[Exercise inputs]

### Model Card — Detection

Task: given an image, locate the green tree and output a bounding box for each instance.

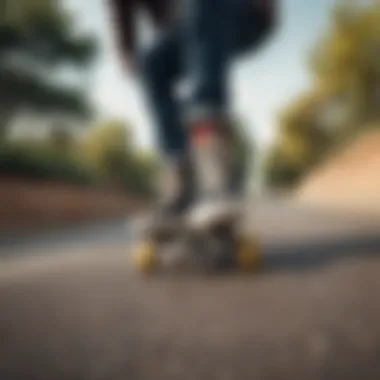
[263,91,334,188]
[48,121,75,153]
[310,0,380,130]
[263,0,380,189]
[81,119,158,196]
[0,0,97,136]
[262,143,303,189]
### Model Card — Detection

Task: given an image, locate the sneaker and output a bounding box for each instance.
[147,154,196,235]
[186,117,241,229]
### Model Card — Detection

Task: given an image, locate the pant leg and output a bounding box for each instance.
[138,26,187,158]
[180,0,270,123]
[137,0,264,158]
[179,0,244,123]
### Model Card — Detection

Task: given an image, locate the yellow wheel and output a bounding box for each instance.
[235,236,261,272]
[132,240,158,274]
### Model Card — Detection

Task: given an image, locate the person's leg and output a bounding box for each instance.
[180,0,237,122]
[181,0,266,120]
[177,0,242,209]
[138,27,195,219]
[138,27,186,158]
[180,0,265,202]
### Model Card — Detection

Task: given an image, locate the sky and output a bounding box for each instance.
[64,0,336,151]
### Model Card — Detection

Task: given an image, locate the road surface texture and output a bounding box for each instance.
[1,194,380,380]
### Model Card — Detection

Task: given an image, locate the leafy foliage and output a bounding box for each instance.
[263,0,380,188]
[0,0,97,130]
[80,119,158,196]
[0,142,98,186]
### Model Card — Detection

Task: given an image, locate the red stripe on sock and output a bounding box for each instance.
[191,123,216,146]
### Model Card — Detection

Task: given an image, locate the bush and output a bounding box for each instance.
[264,163,303,189]
[262,145,306,189]
[0,144,98,186]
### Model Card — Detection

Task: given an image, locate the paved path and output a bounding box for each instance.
[1,195,380,379]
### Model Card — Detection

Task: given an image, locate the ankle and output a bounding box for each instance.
[189,117,234,146]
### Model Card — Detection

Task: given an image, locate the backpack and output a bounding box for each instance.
[235,0,278,56]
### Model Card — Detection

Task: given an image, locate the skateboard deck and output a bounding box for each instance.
[131,201,260,275]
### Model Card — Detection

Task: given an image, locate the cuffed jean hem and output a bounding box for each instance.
[184,105,232,127]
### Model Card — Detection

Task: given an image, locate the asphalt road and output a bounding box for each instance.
[0,217,132,257]
[1,194,380,267]
[1,195,380,380]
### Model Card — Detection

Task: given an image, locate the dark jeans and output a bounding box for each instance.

[/Exercise inputs]

=== How to complete this task ===
Leave out the pictures, then return every line of the data exactly.

=== Problem solution ===
### Model Card — Detection

Task: given an image, locate the green tree and output a bounding box for each instance.

[263,91,334,188]
[48,121,75,153]
[310,0,380,130]
[263,0,380,189]
[81,119,158,196]
[0,0,97,136]
[262,143,303,189]
### Model Card — Detection

Task: given an image, locate the sneaker and output a bounding box for each instance.
[147,154,196,235]
[186,117,241,229]
### Model Card — Detection

Task: given an image, locate the pant leg and output a bounding box for each instance.
[138,26,187,158]
[180,0,270,123]
[137,0,264,158]
[179,0,244,123]
### Model Card — Detection

Task: given an image, locate the yellow wheel and output a bounding box for each instance.
[235,236,261,272]
[132,240,158,274]
### Model Card — Detection

Task: given an image, locate the person's leg and output a bounding box for each instance.
[180,0,237,122]
[181,0,266,120]
[177,0,242,209]
[138,27,195,219]
[138,27,186,158]
[180,0,265,202]
### Model Card — Detection

Task: given an image, locate the sky and output a bounding box for each instance.
[64,0,336,151]
### Model Card — Detection

Task: given an image, locate the road surface texture and output a bounding box for each instance.
[1,194,380,380]
### Model Card — Detection

Task: given an image, locate the leafy foliage and output a bounding box for each instance.
[263,0,380,188]
[0,0,97,130]
[80,119,158,196]
[0,142,98,186]
### Model Card — Detection

Task: given an image, locate the red stripe on sock and output a bounding box for each instance.
[191,123,216,146]
### Model Card — Detection

Task: given an image, locate the bush and output a bounding box for each instance.
[264,163,303,189]
[262,145,306,189]
[0,144,98,186]
### Model Card — Detection

Task: given an image, locate the paved path and output a bounding box for each instance.
[1,195,380,379]
### Model Card — Detection

Task: given an image, locate the ankle and output a bounding box for each instance.
[189,117,234,146]
### Model Card — Detection

Task: given an image, locate the backpack and output a bounding box for each instance.
[235,0,278,56]
### Model Card — Detection

Task: given an image, locate the skateboard deck and output a bounding box for each instance.
[131,201,260,275]
### Model Card — Detection

Task: given an image, locate the cuffed jean hem and output a bounding box for each instance.
[184,105,232,127]
### Model Card — Detection

Task: given an image, locate the asphalt road and output a bounding box for each instance.
[0,217,132,257]
[1,194,380,267]
[1,195,380,380]
### Model Card — Detection

Task: given an image, locate the dark jeans and output a bounding box for each instance.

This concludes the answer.